[Opening Entries supplied section]

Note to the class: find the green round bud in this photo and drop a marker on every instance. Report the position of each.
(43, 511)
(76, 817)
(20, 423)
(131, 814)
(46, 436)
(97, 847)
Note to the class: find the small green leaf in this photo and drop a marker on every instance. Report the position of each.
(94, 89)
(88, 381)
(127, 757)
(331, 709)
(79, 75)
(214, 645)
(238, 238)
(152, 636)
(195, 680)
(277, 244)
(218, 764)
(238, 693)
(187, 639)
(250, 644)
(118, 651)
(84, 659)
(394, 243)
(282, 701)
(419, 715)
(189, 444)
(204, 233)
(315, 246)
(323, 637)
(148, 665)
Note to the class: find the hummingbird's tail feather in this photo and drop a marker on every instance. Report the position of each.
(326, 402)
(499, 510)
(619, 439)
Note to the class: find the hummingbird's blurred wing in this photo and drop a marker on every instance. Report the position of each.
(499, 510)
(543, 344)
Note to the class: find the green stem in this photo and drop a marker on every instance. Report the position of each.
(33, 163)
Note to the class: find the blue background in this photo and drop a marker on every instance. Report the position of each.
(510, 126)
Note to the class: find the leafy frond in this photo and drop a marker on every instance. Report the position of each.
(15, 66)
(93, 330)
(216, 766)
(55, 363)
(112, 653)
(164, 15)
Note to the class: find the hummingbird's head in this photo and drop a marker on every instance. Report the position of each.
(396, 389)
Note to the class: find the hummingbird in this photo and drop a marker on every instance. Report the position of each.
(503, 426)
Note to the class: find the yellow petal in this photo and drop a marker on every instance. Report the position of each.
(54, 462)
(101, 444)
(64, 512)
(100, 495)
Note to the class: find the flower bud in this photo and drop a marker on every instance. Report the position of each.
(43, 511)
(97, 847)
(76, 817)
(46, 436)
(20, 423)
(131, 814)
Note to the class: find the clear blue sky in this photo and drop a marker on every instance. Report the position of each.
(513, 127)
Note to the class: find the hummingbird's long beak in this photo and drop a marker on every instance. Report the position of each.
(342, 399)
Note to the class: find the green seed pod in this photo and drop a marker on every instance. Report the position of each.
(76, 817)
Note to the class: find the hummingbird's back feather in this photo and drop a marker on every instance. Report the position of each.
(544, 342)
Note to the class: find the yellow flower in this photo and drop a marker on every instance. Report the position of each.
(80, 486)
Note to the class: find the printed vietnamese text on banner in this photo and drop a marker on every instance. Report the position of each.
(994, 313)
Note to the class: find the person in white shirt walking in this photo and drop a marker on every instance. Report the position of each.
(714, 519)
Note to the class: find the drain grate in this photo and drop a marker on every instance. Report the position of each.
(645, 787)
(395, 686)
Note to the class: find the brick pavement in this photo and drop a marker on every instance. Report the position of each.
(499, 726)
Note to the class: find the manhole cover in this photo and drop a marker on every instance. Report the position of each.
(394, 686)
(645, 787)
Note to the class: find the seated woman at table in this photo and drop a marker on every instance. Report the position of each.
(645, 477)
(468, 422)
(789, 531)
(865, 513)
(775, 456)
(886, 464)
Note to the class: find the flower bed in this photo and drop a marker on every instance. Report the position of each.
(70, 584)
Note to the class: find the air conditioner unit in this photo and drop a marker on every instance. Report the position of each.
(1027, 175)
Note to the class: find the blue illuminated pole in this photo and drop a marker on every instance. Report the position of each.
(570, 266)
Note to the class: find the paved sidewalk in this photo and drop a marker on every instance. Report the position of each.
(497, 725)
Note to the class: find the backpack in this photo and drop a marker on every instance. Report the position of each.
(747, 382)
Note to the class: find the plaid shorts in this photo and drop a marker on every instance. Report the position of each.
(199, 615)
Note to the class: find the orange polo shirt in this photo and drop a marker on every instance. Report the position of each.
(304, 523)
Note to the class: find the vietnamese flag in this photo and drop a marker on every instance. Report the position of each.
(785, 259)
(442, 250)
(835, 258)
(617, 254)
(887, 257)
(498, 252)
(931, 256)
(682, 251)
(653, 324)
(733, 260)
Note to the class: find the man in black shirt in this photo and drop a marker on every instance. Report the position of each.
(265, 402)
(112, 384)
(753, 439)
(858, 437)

[Closing Entries supplied section]

__Task to complete__.
Retype the material exactly, including every line.

__Worked solution__.
Note to the class: find the green round bud in this photo and drop a marker on every instance. Report the position of each.
(43, 511)
(76, 817)
(20, 423)
(131, 814)
(46, 436)
(97, 847)
Note to the class: find the small green leaf in this photo and drop a marker on every instance. Report the position of each.
(94, 89)
(88, 381)
(127, 757)
(331, 709)
(79, 75)
(214, 645)
(238, 238)
(152, 636)
(195, 680)
(277, 244)
(218, 764)
(238, 693)
(187, 639)
(250, 644)
(118, 651)
(84, 659)
(394, 243)
(282, 701)
(419, 715)
(189, 444)
(204, 233)
(315, 246)
(323, 637)
(148, 665)
Note to the class: find the hummingbird's tail feather in this photo and drop a marker on every instance. Report the position of each.
(326, 402)
(499, 510)
(619, 439)
Note to the class: find the hummingbird's blurred wing in this photo and drop a marker on every instance. Report the position of each.
(499, 510)
(543, 344)
Note to the class: find the green stem in this photo and drop a marker on every instance. Report the position of each.
(33, 163)
Note to the class: find the blue background in this photo and drop a marker on every instance. Report the position of each.
(510, 126)
Note to the class: find the leafy frond in this photo and drop a marker on every instance. Report the position of each.
(15, 66)
(93, 330)
(216, 766)
(55, 363)
(112, 653)
(164, 15)
Note to the class: find the hummingbird's head in this photo and drop a marker on every instance. Report the position of each.
(396, 389)
Note to the class: find the hummingbird in this photo and drop a marker on every instance. Report the position of each.
(503, 426)
Note to the class: find the yellow petal in this photo and drop a marker on every instance. Report the position of each.
(54, 462)
(101, 444)
(64, 512)
(100, 495)
Note to the class: find the flower bud in this photo and drop a marker on every instance. Report the position of each.
(43, 511)
(97, 847)
(76, 817)
(46, 436)
(20, 423)
(131, 814)
Note to the class: find the clear blue sky in this photo and drop a marker on every instance. Report the position of each.
(513, 127)
Note to the class: find the hummingbird's long beak in this photo and drop a marker on every instance. Report the position of each.
(342, 399)
Note to the class: find the green seed pod in this photo and drop a marker on every instance. Report the position of each.
(76, 817)
Note to the class: find the hummingbird's back feather in this photo and drop a marker on every instance. Report the position of each.
(544, 342)
Note to the class: find the yellow flower in this photo and drop a marker on every instance. Report the position of each.
(80, 486)
Note to the class: find the printed vietnamese text on banner in this photo and drop a marker on every instance. Report the position of each.
(994, 313)
Note to the class: find the person in white shirt walking in this photo and drop a marker on every instance. Report the position of each.
(714, 519)
Note to the class: find the drain grate in this photo and drop a marker on every instance. Report the position of each.
(645, 787)
(395, 686)
Note to the class: find the brick pavement in this photo and drop a marker on every instance. Report the position of each.
(499, 726)
Note to the class: find the manhole cover in this photo and drop a marker on every instance. Report the position of each.
(394, 686)
(645, 787)
Note to the class: find the seated woman at table in this photo and drop a marker on every instance. Report the position of each.
(645, 477)
(468, 422)
(789, 531)
(865, 513)
(775, 456)
(886, 464)
Note to the class: find the flower bed in this photo and drop a marker on every instance. Report the position of each.
(70, 584)
Note to the class: find the air conditioner unit in this photo and drop a marker on every instance. Report the position of each.
(1027, 175)
Note to the class: find the blue illuminated pole in this photo and drop a marker on every instance. Report the position of each.
(570, 266)
Note to the class: find the paved sidewalk in this photo and drop a marker on every instance. Report the position of each.
(497, 725)
Note to the class: find the backpack in this photo and drop a marker on every instance. Report the position of each.
(747, 382)
Note to the class: find the plaid shorts in this photo and drop a marker on every instance. Report the position of each.
(199, 615)
Note to the class: find the orange polo shirt in this photo and drop a marker on every instance. Report the position of each.
(304, 523)
Note to the class: find the vietnamese flag in this photo and drop a marker on every instance. Report the position of each.
(785, 259)
(442, 250)
(835, 258)
(617, 254)
(887, 257)
(498, 252)
(931, 256)
(682, 251)
(653, 324)
(733, 260)
Note to the class: find the man in black shirt in this photo and drop a marker on every instance. Report the position of each.
(265, 402)
(112, 384)
(753, 439)
(858, 437)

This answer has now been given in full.